Non c’è due…

▶ Propellerheads feat: Miss Shirley Bassey – History Repeating – YouTube.

Senza tre, ovviamente, che, se volessi esordire facendo l’antipatico puntigliosetto, corrisponderebbe al terzo anno cominciato, da poche ore, molto prima che me ne rendessi del tutto conto e che, come al solito, riuscissi a individuare l’ennesimo, insensato, argomento da trattare in questo post (per fortuna una bella data da festeggiare, inzeppata al momento giusto, può riuscire, come in passato, a tamponare senza troppi sforzi i miei ricorrenti blocchi creativi). Ora, su quell’altrettanto celebre e conseguente “quattro vien da sé” ecco, non me la sentirei proprio di garantire al momento, che già mi pare un miracolo l’esser sopravvissuto, più o meno indenne, mediaticamente parlando, ai 730 giorni esatti di permanenza di questa pagina astrusa, incorniciata sin dall’inizio dalla mia inequivocabile pelata e rimasta non so come a galla nel mare magnum di internet, annaspando in compagnia di milioni di ben più riusciti e ammiratissimi blog che, al contrario, viaggiano a vele spiegate, sfiorando il mio arrangiato progettuccio amatoriale, la mia piccola e resistente zattera online, finora, a dire il vero, mai sul punto di un definitivo e drammatico naufragio. Il tutto, naturalmente, grazie all’inimmaginabile e assai soddisfacente numero di visitatori che hanno trovato il tempo, la voglia e il coraggio di soffermarsi, anche se con fretta o distrazione, a leggere la sconclusionatezza imperante nei miei puntuali racconti settimanali sulla mia quotidianità da finto 29enne, le mie criticabili e strampalate osservazioni da quattro soldi, motivate da un’infondata e ambiziosa “pseudonniscienza” di musica, cinema e tv (immancabilmente concluse con divagazioni sull’unico vero mondo che mi è congeniale, quello pop) le mie parentesi saltuarie sull’universo della moda, prima, vera e insostituibile passione, il solo campo su cui possa vantare un minimo di cultura, insufficiente però a prendere forma ogni giorno, sul mio corpo, nell’abbinamento corretto tra camicia, maglione e pantaloni (e vi evito la descrizione della tenuta di oggi, un tripudio di fantasie e colori da psicopatico temporaneamente in libertà).

* _DATI FORNITI_:

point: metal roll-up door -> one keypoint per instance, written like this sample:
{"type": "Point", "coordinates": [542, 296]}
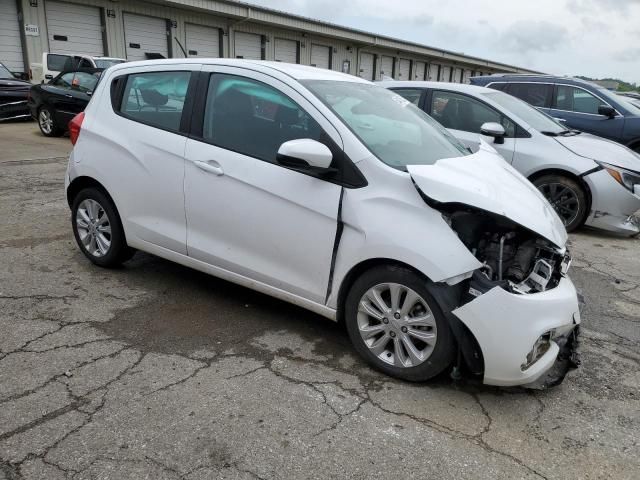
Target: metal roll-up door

* _OBIETTIVO_: Secondo il brano estratto, quale ambito è definito «prima, vera e insostituibile passione»?

* _RISULTATO_: L'universo della moda.